PROBLEM TO SOLVE →
Copy the rows starting with the line that contains "In this exercise you will place a marker on the grey" and going on through the line that contains "In this exercise you will place a marker on the paved", switching "marker" to "pin" and leaving everything else unchanged.

DATA PROVIDED →
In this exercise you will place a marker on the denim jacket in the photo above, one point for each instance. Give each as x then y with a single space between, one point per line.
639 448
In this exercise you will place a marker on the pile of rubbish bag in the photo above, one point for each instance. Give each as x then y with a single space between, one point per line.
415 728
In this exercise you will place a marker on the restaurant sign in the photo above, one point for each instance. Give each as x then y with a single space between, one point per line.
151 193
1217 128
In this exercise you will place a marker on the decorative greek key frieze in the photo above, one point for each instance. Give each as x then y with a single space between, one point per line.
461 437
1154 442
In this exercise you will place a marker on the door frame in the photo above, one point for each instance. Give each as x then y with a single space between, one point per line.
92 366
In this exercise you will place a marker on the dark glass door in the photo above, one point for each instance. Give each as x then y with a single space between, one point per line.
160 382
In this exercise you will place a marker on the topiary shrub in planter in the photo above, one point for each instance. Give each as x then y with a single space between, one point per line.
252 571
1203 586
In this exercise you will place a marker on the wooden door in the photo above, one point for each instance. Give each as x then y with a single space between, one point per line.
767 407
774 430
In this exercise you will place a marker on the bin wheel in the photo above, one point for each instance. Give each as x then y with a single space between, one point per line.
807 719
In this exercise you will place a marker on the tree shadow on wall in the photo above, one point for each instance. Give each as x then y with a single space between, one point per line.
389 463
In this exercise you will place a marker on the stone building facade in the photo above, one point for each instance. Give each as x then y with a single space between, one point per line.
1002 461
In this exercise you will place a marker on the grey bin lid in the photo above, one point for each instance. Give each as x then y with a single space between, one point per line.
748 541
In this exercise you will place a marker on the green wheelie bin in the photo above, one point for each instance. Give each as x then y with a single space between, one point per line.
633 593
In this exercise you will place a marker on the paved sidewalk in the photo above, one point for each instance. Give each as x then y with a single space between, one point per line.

--

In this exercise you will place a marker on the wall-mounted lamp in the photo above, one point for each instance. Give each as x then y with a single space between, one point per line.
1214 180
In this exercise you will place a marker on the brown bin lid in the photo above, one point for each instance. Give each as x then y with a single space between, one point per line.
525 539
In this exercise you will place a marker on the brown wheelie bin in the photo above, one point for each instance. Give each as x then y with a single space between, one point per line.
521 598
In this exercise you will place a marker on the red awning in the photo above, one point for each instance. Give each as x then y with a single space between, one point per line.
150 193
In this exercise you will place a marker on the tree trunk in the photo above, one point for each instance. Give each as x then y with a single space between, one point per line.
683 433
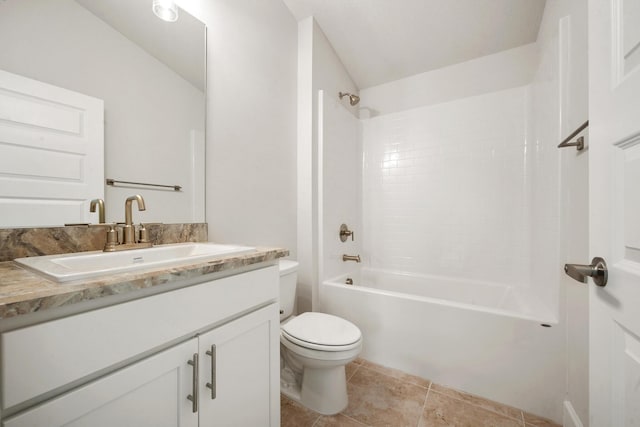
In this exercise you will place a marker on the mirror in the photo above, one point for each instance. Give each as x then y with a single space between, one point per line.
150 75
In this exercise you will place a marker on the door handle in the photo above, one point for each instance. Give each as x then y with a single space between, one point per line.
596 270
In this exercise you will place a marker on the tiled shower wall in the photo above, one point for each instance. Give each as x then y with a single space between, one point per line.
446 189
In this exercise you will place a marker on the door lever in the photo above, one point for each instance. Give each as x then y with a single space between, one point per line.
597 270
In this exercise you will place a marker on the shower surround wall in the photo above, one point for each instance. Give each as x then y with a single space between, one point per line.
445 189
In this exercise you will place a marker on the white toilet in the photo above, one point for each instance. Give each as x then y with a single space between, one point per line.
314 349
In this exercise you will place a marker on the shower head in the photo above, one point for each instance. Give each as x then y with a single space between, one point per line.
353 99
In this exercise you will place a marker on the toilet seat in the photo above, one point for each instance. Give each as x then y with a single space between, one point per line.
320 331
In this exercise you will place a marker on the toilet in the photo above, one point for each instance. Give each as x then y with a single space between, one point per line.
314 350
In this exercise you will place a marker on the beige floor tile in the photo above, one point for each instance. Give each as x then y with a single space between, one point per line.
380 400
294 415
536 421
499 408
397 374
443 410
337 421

OUTPUT FOR THIS TASK →
In this exercise you will place a pin on the grey bin lid in the photo above, one point for each instance. Give each as x then y with a single space between, one point per line.
748 541
In this exercise you will place a pin on the green wheelie bin in the photo above, one point for each instance. Give each as x then y with a single space between, one point per line.
633 593
In this exercise you will place a pin on the paved sidewalk in the photo above, one point for each instance. Give each as x then y with a single space between, one point per line.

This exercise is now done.